[Excerpted text]

Gen AI Is Now the Go-To Shopping Advisor
Generative AI is rapidly becoming consumers' primary tool for shopping, according to a new report from Synchrony. App data shows strong traction for chatbots like Claude, which are being used for everything from product comparisons to personalized recommendations.
The global AI-enabled e-commerce market is valued at $9.01 billion in 2025 and is projected to surge to nearly $75 billion by 2035. This growth is fueled by widespread adoption, with 97% of retailers already implementing or developing an AI program. The impact is clear: AI-driven traffic to U.S. retail websites skyrocketed by 4,700% year-over-year as of July 2025. This shift in traffic is creating more engaged customers. Shoppers who arrive on a retail site from a generative AI source spend 32% more time per visit, view 10% more pages, and have a 27% lower bounce rate compared to visitors from traditional channels like search and social media. Of consumers who have used AI for shopping, 85% report that it improved their experience. During the 2025 holiday season, 56% of U.S. consumers utilized generative AI for their shopping needs. The most common uses among this group were comparing products (34%) and searching for the best prices (29%). This reflects a broader trend, with 75% of consumers now taking more time to find the best deals when making a purchase. A significant generational divide exists in the trust of AI recommendations. While 45% of Gen Z consumers are comfortable with product suggestions from an AI tool, only 25% of Boomers feel the same way. Similarly, 44% of Gen Z are comfortable with AI-driven financing options, a sentiment shared by less than 20% of Boomers. Despite this trust gap, AI's influence on revenue is growing. At Amazon, 35% of all revenue is already attributed to its AI-powered recommendation engine. Across the board, while revenue-per-visit from AI-driven shoppers has historically lagged, the gap is closing fast—improving from being 97% lower than non-AI visits in mid-2024 to just 27% lower one year later.

[/Excerpted text]

■ **Exercise**: From the AI shopping article, extract the stretch from "Gen AI Is Now" through "to personalized recommendations.". Rely on nothing but the AI shopping article.

[Entries provided]

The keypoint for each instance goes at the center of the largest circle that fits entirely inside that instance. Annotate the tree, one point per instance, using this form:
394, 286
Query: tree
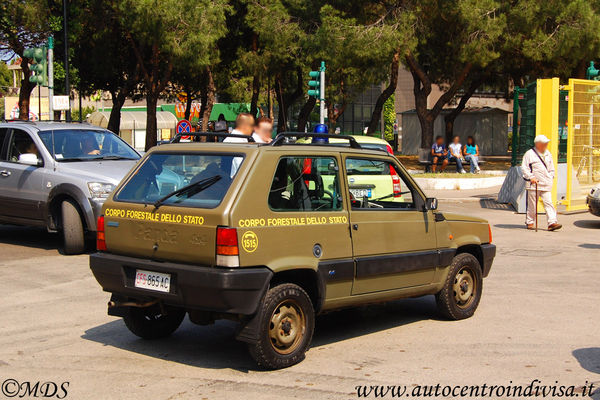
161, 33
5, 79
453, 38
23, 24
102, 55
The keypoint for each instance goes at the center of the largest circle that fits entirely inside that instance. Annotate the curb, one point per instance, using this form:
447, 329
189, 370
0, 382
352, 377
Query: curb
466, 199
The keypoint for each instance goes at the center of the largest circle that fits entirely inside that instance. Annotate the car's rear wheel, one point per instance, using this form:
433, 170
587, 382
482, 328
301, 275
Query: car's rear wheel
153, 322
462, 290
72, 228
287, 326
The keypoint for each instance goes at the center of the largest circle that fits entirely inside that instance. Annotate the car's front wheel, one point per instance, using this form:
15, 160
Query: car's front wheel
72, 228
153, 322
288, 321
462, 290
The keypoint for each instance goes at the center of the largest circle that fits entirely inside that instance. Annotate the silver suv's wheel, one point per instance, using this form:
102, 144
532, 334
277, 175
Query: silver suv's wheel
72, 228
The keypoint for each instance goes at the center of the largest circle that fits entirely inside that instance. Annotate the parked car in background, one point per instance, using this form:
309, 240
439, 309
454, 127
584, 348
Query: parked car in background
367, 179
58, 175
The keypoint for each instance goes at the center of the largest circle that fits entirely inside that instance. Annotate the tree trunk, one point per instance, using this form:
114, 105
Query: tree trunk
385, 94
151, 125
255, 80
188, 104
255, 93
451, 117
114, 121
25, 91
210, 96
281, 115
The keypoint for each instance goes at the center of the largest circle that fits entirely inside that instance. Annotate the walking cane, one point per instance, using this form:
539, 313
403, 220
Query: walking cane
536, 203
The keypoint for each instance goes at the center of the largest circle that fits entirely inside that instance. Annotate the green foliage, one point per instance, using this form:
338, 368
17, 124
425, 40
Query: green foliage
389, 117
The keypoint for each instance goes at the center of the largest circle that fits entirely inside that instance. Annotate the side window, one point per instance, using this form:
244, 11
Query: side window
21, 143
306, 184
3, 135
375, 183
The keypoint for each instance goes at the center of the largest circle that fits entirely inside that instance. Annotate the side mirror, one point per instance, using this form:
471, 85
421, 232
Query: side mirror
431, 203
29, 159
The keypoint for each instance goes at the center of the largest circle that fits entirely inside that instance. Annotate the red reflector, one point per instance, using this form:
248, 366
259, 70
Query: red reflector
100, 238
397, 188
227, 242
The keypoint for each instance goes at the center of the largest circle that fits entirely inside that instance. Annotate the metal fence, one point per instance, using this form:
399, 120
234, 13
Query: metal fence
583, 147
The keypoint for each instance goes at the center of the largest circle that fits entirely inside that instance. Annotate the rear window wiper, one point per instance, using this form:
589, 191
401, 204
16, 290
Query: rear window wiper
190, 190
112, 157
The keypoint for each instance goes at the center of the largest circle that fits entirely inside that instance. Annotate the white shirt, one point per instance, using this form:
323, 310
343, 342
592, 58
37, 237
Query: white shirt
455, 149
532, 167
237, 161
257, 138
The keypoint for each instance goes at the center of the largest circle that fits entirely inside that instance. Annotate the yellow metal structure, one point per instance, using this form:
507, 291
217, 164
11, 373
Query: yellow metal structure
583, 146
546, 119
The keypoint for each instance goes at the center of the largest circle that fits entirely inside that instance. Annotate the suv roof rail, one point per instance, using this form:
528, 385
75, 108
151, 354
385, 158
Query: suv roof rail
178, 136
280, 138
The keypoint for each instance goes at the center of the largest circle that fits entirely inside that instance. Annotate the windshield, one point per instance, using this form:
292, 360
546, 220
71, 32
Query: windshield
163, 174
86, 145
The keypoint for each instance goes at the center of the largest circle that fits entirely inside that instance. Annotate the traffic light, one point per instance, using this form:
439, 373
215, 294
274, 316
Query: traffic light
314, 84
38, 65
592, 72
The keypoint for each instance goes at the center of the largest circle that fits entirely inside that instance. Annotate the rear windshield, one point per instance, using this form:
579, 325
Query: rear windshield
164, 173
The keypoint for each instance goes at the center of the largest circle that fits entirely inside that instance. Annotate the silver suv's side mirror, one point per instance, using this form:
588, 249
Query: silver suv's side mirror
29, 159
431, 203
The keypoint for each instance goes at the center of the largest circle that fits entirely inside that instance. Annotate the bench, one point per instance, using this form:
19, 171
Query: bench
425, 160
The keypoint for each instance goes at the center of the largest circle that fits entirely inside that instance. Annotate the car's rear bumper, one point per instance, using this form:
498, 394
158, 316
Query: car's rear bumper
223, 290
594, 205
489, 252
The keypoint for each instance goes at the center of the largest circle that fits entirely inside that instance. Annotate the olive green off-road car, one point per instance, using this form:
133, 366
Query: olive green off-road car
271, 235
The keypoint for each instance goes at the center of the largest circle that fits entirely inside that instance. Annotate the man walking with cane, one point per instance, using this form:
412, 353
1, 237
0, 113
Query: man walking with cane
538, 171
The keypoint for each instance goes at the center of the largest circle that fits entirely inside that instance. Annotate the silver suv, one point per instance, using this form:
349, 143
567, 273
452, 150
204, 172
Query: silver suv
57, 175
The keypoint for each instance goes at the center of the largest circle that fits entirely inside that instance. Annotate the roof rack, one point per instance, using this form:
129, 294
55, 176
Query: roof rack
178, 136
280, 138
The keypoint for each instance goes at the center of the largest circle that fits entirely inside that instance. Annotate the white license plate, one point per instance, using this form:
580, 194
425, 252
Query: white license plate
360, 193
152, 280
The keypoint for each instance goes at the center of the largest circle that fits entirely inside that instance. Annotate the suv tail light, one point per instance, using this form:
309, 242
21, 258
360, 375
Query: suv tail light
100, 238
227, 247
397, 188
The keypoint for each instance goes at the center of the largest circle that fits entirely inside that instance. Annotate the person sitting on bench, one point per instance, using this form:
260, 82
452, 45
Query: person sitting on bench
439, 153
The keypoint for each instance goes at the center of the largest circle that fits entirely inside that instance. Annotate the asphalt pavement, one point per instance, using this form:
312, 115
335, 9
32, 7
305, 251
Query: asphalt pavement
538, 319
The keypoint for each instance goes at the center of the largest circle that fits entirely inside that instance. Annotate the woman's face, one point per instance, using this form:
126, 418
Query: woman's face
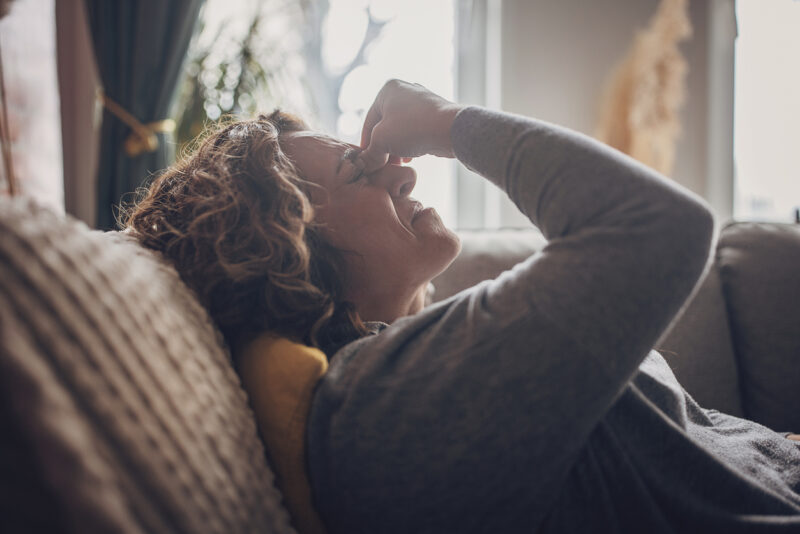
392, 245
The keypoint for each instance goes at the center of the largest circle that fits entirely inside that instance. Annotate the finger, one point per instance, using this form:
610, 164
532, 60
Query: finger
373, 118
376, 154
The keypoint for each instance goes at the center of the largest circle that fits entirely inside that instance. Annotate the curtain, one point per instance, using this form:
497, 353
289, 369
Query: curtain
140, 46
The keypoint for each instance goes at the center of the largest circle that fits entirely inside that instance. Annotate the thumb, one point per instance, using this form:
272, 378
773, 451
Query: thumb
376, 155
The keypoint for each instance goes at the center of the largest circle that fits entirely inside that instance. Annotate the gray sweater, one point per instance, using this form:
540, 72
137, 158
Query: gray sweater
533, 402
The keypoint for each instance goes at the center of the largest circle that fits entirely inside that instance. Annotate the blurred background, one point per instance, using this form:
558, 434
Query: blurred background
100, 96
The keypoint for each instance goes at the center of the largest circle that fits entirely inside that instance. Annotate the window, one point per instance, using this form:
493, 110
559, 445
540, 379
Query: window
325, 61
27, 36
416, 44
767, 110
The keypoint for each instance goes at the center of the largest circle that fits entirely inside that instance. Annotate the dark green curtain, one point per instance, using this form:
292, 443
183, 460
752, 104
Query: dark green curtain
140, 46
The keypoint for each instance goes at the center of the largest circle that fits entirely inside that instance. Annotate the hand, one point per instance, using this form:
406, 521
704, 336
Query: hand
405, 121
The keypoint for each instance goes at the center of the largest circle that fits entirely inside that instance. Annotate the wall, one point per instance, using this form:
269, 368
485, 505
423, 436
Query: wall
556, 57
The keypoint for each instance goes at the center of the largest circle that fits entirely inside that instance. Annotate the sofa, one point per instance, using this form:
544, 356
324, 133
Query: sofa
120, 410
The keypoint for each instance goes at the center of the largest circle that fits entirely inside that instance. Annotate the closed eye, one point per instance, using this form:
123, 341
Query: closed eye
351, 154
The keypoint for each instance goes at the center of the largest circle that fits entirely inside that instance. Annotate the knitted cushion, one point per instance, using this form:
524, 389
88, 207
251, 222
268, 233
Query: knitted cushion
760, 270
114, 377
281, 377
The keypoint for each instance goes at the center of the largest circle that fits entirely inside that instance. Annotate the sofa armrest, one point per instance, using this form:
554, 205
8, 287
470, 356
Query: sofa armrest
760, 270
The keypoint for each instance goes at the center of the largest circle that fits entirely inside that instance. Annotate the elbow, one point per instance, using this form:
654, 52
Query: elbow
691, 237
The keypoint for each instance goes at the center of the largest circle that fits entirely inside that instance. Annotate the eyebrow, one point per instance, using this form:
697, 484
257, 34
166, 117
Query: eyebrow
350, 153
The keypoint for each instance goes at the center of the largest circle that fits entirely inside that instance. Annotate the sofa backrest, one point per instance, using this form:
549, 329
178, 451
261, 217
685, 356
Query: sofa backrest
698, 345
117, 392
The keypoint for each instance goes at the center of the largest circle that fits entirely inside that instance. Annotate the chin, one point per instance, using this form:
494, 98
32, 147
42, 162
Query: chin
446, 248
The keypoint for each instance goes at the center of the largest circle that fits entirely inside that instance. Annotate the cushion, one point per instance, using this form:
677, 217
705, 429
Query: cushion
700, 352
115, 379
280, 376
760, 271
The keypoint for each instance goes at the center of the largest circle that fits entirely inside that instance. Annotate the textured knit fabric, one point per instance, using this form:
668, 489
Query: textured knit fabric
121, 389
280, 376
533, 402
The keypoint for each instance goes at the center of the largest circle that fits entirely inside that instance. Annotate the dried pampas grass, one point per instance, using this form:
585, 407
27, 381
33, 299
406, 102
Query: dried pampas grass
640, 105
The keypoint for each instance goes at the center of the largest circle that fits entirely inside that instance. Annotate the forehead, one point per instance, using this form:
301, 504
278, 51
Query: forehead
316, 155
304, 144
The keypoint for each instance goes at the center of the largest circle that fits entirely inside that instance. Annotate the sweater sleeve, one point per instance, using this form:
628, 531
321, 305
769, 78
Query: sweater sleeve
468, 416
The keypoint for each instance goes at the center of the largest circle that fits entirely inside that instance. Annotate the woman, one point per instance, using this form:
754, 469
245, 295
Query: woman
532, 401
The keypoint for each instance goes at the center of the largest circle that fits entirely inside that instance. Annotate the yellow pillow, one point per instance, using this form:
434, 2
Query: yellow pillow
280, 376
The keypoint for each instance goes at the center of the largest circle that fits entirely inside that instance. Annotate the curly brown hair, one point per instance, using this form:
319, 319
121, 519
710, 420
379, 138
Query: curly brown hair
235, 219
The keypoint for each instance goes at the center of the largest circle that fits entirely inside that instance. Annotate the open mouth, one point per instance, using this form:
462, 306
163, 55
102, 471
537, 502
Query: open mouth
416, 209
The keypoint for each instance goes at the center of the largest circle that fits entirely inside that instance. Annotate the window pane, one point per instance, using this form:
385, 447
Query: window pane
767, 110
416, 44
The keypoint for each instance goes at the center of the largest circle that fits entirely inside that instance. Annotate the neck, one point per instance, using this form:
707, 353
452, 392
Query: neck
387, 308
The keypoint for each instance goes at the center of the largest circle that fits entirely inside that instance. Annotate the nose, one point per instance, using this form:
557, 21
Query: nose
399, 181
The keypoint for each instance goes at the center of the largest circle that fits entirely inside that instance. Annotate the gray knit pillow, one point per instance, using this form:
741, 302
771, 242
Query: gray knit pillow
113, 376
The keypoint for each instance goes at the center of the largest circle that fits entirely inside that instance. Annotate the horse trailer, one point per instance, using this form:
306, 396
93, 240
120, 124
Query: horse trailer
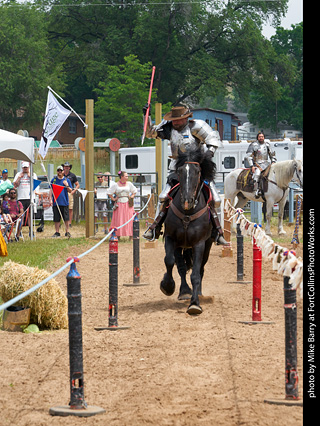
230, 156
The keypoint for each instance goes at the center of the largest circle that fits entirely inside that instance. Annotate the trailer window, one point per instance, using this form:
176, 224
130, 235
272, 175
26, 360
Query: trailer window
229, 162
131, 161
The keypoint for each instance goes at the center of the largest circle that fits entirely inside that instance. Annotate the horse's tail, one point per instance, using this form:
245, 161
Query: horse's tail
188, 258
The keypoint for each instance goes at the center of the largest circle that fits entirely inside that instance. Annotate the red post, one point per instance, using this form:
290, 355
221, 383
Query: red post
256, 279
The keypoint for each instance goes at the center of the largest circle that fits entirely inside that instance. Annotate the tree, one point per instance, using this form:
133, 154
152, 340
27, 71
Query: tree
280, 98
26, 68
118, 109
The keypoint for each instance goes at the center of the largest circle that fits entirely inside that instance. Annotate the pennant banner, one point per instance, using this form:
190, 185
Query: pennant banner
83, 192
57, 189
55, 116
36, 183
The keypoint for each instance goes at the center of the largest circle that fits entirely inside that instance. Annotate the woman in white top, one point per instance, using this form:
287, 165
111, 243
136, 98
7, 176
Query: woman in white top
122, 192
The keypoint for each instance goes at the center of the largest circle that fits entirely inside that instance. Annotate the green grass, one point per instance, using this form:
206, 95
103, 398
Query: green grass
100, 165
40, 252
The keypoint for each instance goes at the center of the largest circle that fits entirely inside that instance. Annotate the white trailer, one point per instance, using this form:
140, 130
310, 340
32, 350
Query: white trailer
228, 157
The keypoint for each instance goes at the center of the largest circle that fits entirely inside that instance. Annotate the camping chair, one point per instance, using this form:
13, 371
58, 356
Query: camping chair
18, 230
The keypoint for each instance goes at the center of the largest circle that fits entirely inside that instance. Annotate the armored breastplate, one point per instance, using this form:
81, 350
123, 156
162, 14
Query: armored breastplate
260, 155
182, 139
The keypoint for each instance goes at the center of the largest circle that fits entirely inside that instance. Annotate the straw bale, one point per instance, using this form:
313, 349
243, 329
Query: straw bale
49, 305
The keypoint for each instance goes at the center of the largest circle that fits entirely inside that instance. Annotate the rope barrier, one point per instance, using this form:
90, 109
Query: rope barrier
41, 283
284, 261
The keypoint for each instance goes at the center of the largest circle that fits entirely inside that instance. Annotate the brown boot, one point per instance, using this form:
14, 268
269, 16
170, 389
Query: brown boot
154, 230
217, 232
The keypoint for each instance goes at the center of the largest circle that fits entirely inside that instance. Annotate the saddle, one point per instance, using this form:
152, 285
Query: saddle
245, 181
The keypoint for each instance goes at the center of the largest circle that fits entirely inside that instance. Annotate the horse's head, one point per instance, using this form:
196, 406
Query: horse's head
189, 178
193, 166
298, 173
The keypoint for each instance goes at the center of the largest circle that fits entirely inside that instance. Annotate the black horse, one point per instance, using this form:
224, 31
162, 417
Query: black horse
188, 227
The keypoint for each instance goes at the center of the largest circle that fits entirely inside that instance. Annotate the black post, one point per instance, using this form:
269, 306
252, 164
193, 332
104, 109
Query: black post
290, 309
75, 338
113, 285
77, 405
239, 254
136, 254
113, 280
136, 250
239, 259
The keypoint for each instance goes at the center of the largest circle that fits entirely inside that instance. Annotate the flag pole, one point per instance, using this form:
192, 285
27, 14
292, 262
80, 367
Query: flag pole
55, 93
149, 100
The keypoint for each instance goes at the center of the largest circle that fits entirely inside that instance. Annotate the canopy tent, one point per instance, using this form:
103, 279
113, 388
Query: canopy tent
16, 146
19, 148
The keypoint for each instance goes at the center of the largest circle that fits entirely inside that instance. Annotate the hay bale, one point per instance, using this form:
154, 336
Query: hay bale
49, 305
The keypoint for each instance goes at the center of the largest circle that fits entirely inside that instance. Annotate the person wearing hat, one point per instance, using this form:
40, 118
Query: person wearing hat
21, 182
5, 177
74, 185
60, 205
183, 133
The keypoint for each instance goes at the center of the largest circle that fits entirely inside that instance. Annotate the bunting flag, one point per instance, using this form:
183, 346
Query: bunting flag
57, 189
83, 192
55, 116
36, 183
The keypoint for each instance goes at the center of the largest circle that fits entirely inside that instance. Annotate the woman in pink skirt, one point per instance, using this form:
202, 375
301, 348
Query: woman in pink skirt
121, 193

[/Entries provided]

■ **Solution for this exercise**:
Gen AI Is Now the Go-To Shopping Advisor
Generative AI is rapidly becoming consumers' primary tool for shopping, according to a new report from Synchrony. App data shows strong traction for chatbots like Claude, which are being used for everything from product comparisons to personalized recommendations.